■ **Exercise tasks**:
a – Answer these questions from the essay on Haitian women and children after the earthquake, in a few words each.
(i) What organization does Karen Curtiss work for?
(ii) Which body has been accused of not consulting grassroots women's organizations?
(iii) Of the $1.4 billion Americans gave in aid, what share went to recovery and rebuilding?
b – Extend the essay on Haitian women and children after the earthquake, picking up after its final sentence.

■ **Given passage**:
####
By Meryl James-Sebro, Ph.D.
Adjunct Professor in Anthropology
At FGCU's roundtable discussion marking the second anniversary of the Haitian earthquake, Karen Curtiss, a donor relations officer with the Miami-based Food for the Poor, brandished two of Haiti's infamous mud pies.
Yes, seasoned mud that Haiti's women miraculously turn into food for themselves and their children.
It dramatized the continuing structural poverty and insecurity of Haiti's women and children that has been aggravated by the earthquake and post-earthquake scenarios.
Sadly, it is no surprise that women and children have suffered and remain particularly vulnerable to extreme levels of sexual violence and wide-scale neglect, heightened by the severe lack of gender sensitive approaches and basic medical services.
According to a Harvard white paper, there is overwhelming evidence that the level of rape and sexual violence against women and children has been overlooked not only by the government but by international actors as well. MINSTUAH, the United Nations Stabilization Mission in Haiti since 2004, has also been accused of not consulting with grassroots women's organizations, who have a better track record of assisting survivors of rape and gender-based violence.
In addition to the unavailability or inaccessibility of medical care, including post-rape medical care, there is a dearth of basic information on social and health services or where to get help. Added to this, the earthquake has eviscerated or completely wiped out social networks that would have provided some support for women and children. People are no longer able to attend the same churches or the same schools — if there are schools at all — with access to teachers they trust.
For many, there are no other family members. Women continue to be excluded from decision-making for communities, so they can make little representation for themselves and their children, or develop solutions from their own experiences.
The only measurement of success that specifically targeted women and children has been "improved nutritional status," in spite of the notorious mud pies.
Overall the relief plan for Haiti has failed to address women's obvious needs. It is widely reported that of the $1.4 billion that Americans gave in aid, only 38 percent was spent on recovery and rebuilding. Promised funds have either not been received or have been misspent.
####
■ **Information shown**:
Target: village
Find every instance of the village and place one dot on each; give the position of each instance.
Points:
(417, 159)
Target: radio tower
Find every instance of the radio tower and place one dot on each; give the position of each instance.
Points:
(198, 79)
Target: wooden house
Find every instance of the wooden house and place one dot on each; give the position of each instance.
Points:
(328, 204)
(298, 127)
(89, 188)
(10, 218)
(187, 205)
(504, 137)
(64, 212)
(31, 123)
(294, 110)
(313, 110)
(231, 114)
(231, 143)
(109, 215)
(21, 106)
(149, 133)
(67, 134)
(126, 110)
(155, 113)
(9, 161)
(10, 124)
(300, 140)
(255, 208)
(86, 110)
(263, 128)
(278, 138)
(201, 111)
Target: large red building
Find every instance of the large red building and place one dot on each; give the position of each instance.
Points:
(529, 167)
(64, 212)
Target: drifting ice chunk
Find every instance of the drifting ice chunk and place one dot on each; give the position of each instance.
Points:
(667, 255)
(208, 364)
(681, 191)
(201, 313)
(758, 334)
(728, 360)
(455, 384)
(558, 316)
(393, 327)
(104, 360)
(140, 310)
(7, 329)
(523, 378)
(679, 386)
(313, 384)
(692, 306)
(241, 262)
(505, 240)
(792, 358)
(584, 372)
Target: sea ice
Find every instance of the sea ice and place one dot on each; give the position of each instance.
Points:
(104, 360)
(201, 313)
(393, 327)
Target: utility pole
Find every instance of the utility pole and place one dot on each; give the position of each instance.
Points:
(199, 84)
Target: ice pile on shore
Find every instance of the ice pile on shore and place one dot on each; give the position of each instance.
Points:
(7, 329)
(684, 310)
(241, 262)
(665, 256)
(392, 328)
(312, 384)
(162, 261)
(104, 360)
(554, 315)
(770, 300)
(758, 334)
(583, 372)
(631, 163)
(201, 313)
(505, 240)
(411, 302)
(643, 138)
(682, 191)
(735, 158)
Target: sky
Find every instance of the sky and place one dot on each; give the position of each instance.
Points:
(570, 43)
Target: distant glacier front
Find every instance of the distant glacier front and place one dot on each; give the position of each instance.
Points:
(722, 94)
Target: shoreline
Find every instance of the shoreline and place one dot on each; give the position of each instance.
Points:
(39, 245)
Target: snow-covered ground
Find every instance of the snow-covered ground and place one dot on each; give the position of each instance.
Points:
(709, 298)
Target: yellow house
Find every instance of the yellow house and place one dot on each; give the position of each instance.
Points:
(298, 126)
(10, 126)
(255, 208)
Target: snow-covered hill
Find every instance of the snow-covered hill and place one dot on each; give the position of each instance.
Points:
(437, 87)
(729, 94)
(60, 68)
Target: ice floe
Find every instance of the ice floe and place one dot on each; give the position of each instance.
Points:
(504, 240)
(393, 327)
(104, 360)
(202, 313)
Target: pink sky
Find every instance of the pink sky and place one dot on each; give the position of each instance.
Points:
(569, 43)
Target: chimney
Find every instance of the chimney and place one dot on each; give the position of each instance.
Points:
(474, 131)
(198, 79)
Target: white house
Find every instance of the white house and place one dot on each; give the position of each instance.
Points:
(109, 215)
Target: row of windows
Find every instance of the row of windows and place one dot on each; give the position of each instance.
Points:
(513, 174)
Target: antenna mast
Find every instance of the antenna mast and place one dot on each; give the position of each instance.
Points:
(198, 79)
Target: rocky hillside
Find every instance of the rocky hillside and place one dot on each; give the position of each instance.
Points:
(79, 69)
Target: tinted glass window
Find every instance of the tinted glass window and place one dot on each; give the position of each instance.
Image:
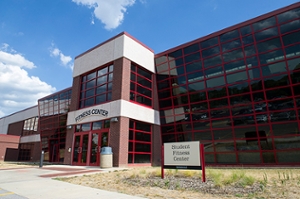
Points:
(263, 24)
(210, 42)
(248, 40)
(291, 38)
(192, 57)
(250, 50)
(191, 49)
(229, 36)
(271, 32)
(234, 66)
(232, 55)
(289, 15)
(231, 45)
(269, 45)
(245, 30)
(211, 51)
(193, 66)
(175, 54)
(294, 25)
(271, 56)
(212, 61)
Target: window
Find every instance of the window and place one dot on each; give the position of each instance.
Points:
(96, 87)
(139, 146)
(141, 85)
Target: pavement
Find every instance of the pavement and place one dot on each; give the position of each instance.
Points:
(37, 182)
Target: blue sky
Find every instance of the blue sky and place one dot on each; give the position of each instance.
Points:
(39, 39)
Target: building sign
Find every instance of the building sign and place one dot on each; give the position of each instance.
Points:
(91, 112)
(182, 154)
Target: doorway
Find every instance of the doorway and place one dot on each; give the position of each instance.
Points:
(87, 147)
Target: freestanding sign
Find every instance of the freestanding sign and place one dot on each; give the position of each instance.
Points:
(183, 155)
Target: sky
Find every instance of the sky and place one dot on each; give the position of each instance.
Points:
(39, 39)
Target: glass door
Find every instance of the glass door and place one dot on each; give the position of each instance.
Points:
(80, 149)
(98, 140)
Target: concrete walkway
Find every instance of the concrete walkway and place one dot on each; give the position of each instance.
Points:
(37, 183)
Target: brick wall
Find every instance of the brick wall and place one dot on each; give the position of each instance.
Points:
(8, 141)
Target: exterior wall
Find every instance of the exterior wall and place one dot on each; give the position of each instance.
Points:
(120, 46)
(17, 117)
(237, 91)
(8, 141)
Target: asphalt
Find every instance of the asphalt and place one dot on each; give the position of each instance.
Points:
(37, 183)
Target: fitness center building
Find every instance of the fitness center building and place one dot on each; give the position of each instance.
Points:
(237, 91)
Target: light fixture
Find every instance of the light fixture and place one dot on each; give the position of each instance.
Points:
(114, 119)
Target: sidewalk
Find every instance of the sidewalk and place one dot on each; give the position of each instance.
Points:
(37, 183)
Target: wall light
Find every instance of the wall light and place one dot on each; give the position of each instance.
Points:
(114, 119)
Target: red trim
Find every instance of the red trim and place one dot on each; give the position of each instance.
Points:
(253, 20)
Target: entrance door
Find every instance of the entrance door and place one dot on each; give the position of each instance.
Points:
(98, 140)
(80, 149)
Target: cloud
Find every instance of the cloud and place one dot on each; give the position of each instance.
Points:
(109, 12)
(18, 89)
(65, 60)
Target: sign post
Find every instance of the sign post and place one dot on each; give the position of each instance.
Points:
(183, 155)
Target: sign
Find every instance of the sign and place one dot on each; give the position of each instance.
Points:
(182, 154)
(91, 112)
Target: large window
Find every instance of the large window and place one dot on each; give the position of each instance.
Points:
(238, 93)
(96, 87)
(140, 85)
(139, 146)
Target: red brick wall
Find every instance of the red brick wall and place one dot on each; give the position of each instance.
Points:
(15, 128)
(121, 86)
(119, 132)
(8, 141)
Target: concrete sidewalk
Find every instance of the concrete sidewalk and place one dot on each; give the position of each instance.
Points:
(37, 183)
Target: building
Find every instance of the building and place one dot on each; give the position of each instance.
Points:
(237, 91)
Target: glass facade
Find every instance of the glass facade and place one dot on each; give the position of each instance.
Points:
(139, 146)
(53, 112)
(96, 87)
(236, 92)
(140, 85)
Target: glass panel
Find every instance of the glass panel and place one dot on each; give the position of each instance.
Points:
(248, 40)
(250, 50)
(84, 148)
(212, 61)
(264, 24)
(232, 55)
(269, 45)
(229, 35)
(271, 57)
(191, 49)
(236, 77)
(294, 25)
(271, 32)
(211, 51)
(209, 42)
(94, 148)
(231, 45)
(245, 30)
(192, 57)
(193, 66)
(289, 15)
(291, 38)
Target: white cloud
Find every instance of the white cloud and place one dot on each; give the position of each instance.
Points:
(18, 89)
(109, 12)
(65, 60)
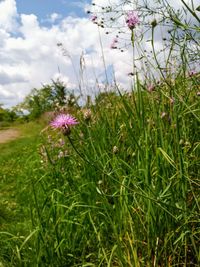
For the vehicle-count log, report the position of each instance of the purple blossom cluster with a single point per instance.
(132, 19)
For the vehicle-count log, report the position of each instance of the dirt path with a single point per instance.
(8, 135)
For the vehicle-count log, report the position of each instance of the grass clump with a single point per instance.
(121, 190)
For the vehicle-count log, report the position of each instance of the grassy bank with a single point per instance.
(121, 190)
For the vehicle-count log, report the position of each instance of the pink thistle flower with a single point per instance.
(132, 19)
(114, 43)
(63, 122)
(93, 18)
(150, 88)
(192, 73)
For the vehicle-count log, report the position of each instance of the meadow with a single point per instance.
(121, 186)
(122, 189)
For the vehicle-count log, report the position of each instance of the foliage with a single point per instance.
(121, 190)
(47, 98)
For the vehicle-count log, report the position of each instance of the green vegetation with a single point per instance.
(121, 190)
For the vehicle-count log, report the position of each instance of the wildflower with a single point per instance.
(192, 73)
(93, 18)
(163, 115)
(115, 150)
(132, 19)
(113, 44)
(63, 122)
(150, 88)
(87, 114)
(154, 23)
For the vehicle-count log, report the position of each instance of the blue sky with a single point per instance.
(43, 8)
(29, 56)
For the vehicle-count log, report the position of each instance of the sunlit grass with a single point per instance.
(121, 190)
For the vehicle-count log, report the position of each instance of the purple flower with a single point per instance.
(63, 121)
(150, 88)
(132, 19)
(93, 18)
(192, 73)
(114, 43)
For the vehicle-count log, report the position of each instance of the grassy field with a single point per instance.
(121, 190)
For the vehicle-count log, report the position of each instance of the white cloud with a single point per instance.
(31, 57)
(8, 15)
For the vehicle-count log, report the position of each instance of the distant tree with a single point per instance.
(45, 99)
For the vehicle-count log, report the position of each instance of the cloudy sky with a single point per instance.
(30, 57)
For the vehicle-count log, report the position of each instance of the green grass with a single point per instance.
(122, 191)
(18, 159)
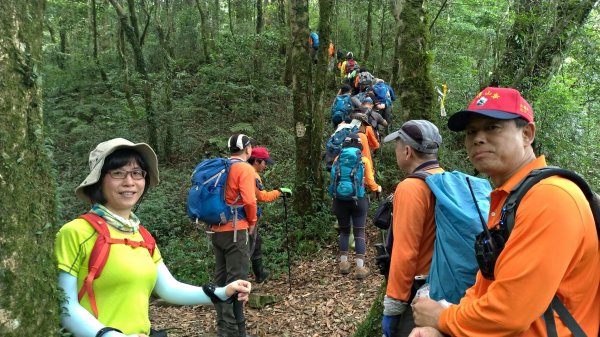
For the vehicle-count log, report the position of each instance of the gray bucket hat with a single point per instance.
(102, 150)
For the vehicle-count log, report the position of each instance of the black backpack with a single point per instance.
(487, 255)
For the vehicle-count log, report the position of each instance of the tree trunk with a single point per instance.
(369, 37)
(529, 65)
(140, 66)
(307, 177)
(411, 63)
(203, 32)
(229, 11)
(94, 23)
(166, 117)
(29, 299)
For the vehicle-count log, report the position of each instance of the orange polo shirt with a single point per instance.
(553, 249)
(264, 195)
(414, 235)
(240, 191)
(366, 151)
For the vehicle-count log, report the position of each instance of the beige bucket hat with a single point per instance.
(102, 150)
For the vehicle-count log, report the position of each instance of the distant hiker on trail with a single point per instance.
(108, 295)
(331, 55)
(350, 172)
(348, 65)
(536, 261)
(417, 144)
(259, 160)
(313, 42)
(342, 106)
(231, 240)
(384, 98)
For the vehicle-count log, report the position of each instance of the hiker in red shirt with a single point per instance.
(551, 251)
(108, 263)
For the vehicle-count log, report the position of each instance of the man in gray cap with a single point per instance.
(417, 144)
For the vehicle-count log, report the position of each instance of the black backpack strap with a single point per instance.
(565, 316)
(517, 193)
(419, 174)
(508, 219)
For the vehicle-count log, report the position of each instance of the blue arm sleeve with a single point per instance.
(76, 318)
(173, 291)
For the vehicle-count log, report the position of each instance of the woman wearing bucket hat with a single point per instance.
(110, 233)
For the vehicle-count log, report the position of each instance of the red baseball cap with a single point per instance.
(499, 103)
(262, 153)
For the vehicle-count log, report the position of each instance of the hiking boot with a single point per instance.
(361, 273)
(344, 268)
(260, 274)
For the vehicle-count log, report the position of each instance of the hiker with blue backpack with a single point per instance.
(384, 98)
(108, 263)
(259, 160)
(433, 230)
(342, 106)
(538, 253)
(351, 175)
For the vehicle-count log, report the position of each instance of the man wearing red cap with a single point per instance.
(551, 250)
(259, 159)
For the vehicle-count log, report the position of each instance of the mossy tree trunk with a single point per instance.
####
■ **Answers to the exercises**:
a –
(i) Food for the Poor, based in Miami
(ii) MINSTUAH, the United Nations Stabilization Mission in Haiti
(iii) 38 percent

b –
According to Gender Action, a Washington-based organization that promotes gender justice in International Financial Institutions (IFIs) such as the World Bank and the International Monetary Fund, in spite of the commitments these organizations make to promoting women's rights, very often their "strategic action" only serves to widen well-entrenched gender gaps and aggravate gender inequalities. Although one in three women worldwide are subjected to gender-based violence, IFIs, especially in situations of war or disasters — such as Haiti's tragic earthquake — are not quick to acknowledge or address it. In fact, Gender Action claims that IFIs aggravate conditions that feed gender-based violence (GBV) by supporting programs and policies that undermine women's incomes, and expose them to exploitative male-dominated environments, often leading to transactional sex or outright prostitution.
The World Bank recently approved a reported $500,000, specifically to address GBV and its long-lasting traumatic after effects, largely as a result of pressure from Gender Action and Haitian women activists. When, how, and to whom those funds are to be disbursed, however, concern even the least cynical.
A few bright spots exemplify the resilience of Haitian women. A project by Digital Democracy is facilitating the use of mobile phones to address GBV. Women, however, need greater access to ownership and use of the technology. Women are 21 percent less likely to own mobile phones, but the gap is closing as they recognize that mobile phones could often be the difference between life, death and disease.
Another bright spot is the recent U.S. policy decision to enshrine gender equality as one of the six core principles of aid effectiveness for U.S. programs, along with partnership, sustainability, cooperation, results and transparency. This means that in all U.S. humanitarian and crisis responses, programs will now be designed with both women and men in mind.